EXCERPT PROVIDED:
The main problem with subscription fees is that they provide a single choice: between paying nothing (thus getting nothing) and paying a large fee (thus getting everything). Most users will chose to pay nothing and will go to other sites.
Micropayments lower the threshold and do not require a big decision before users get their initial benefits: thus users will be encouraged to view more pages and spend more.
Betalen per download ja, maar betalen voor een jaar downloads NEE!
“Charging subscriptions is like building a city wall: you keep people out!”



14. Keep users with disabilities in mind!
Users with disabilities are disabled and many must use assistive technologies to access the Web. Obviously, websites must be accessible through alternative user interface devices, such as screen readers and screen magnifiers. If you can't get at the information or services that a website or intranet offers, then you definitely can't use it either. But, just because a design is theoretically accessible, doesn't mean that it's easy to use, simple to learn, or supports efficient job performance.
Usability is Three Times Better for Non-Disabled Users!
ALT-tag bij afbeeldingen invullen is dus de boodschap!



15. Meta-tags
Een site moet vindbaar zijn op het internet. Het is daarom belangrijk om meta-tags in een html-document op te nemen. Deze bevatten een korte beschrijving van de site met keywords die gebruikt worden door zoekmachines. De implementatie hiervan is eenvoudig, maar wordt door de zoekmachines niet altijd correct gebruikt.


Dit zou moeten voorkomen dat je site in zoekmachines terechtkomt met als beschrijving: “Uw browser ondersteunt geen frames” of iets dergelijks.
Uit ervaring weet ik dat het niet gemakkelijk is om met een correcte beschrijving in zoekmachines terecht te komen. Het lastigste is: eens er een verkeerde beschrijving bij je site staat, kan je deze nauwelijks nog veranderen! Daarbij komt nog eens dat je moet te weten komen welke zoekstring een potentiële gebruiker zou invoeren voor je site! Als zelfs een bedrijf als Microsoft daar bij AltaVista niet in slaagt! Typ maar eens Microsoft in. De hoofdsite is zeker niet de eerste in de lijst!

WRITTEN TASK:
Continue the web design tips above, picking up after their last sentence.

COLLECTED DATA:

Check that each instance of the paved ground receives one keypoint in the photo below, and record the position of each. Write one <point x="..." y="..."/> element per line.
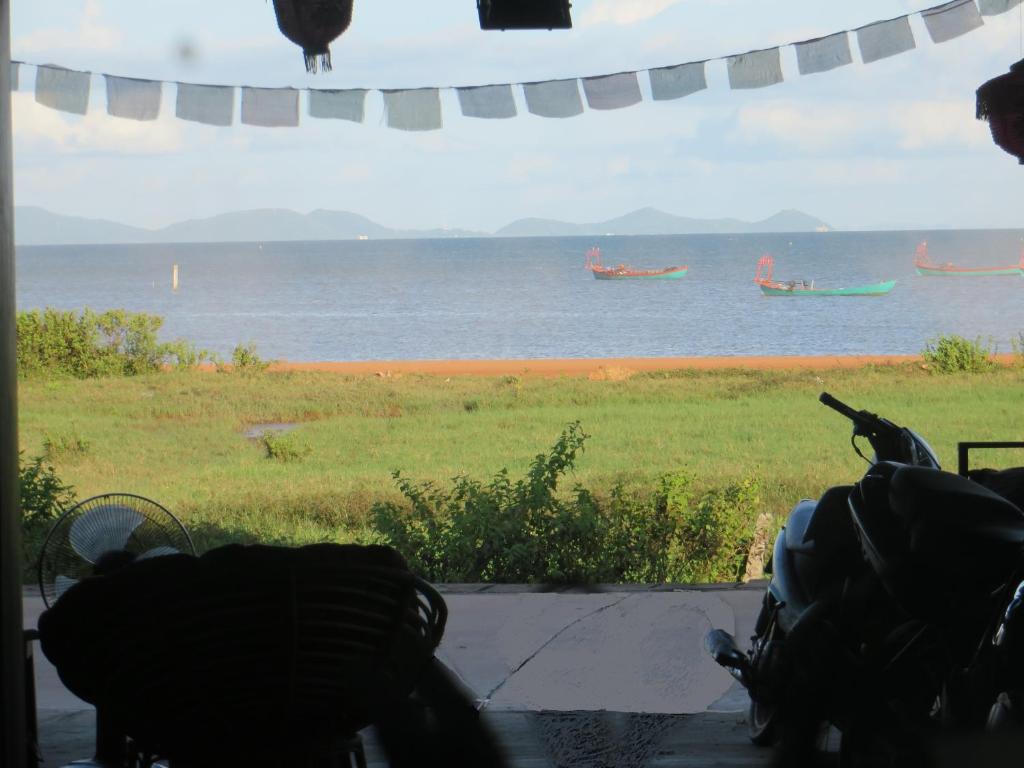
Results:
<point x="615" y="677"/>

WRITTEN RESPONSE:
16. Easy-to-use interface
To design an easy-to-use interface, pay attention to what users do, not what they say! Self-reported claims are unreliable, as are user speculations about future behaviour.
In past years, the greatest usability barrier was the preponderance of cool design. Most projects were ruled by usability opponents who preferred complexity over simplicity. As a result, billions of dollars were wasted on flashy designs that were difficult to use.
Maak enkele alternatieve designs en laat de gebruikers ermee werken (niet alleen laten zien!) en vraag welke het beste is. If the users have not actually tried to use the designs, they'll base their comments on surface features. Such input often contrasts strongly with feedback based on real use.

No drop-down menus: drop-down menus often have low usability and either confuse users or lead them to unintended parts of the site.



17. Feedback: in danger!
You must consider how and when to solicit feedback. Although it might be tempting to simply post a survey online, you're unlikely to get reliable input (if you get any at all). Users who see the survey and fill it out before they've used the site will offer irrelevant answers.
Feeback: OK, maar dan wel als de gebruikers de site al gebruikt hebben!



18. Description of you site
Users decide quickly whether to stay or leave a site. To assess whether your homepage communicates effectively to visitors in the crucial first 10 seconds, follow two simple guidelines.
- First, collect the taglines from your own site and your three strongest competitors. Print them in a bulleted list without identifying the company names. Ask yourself whether you can tell which company does what. More important, ask a handful of people outside your company the same question.
- Second, look at how you present the company in the main copy on the home page. Rewrite the text to say exactly the opposite. Would any company ever say that? If not, you're not saying much with your copy, either.



19. Simple search: fight complexity
Search is the user's lifeline for mastering complex websites. The best designs offer a simple search box on the home page and play down advanced search and scoping.
A typical comment is: "I don't want to have to navigate this site the way they want me to. I just want to find the thing I'm looking for." This is why many users go straight to the home page search function.
Search is also users' escape hatch when they are stuck in navigation. When they can't find a reasonable place to go next, they often turn to the site's search function. This is why you should make search available from every page on the site; you cannot predict where users will be when they decide they are lost.

Guidelines:
- On home pages, search should be a type-in field and not a link.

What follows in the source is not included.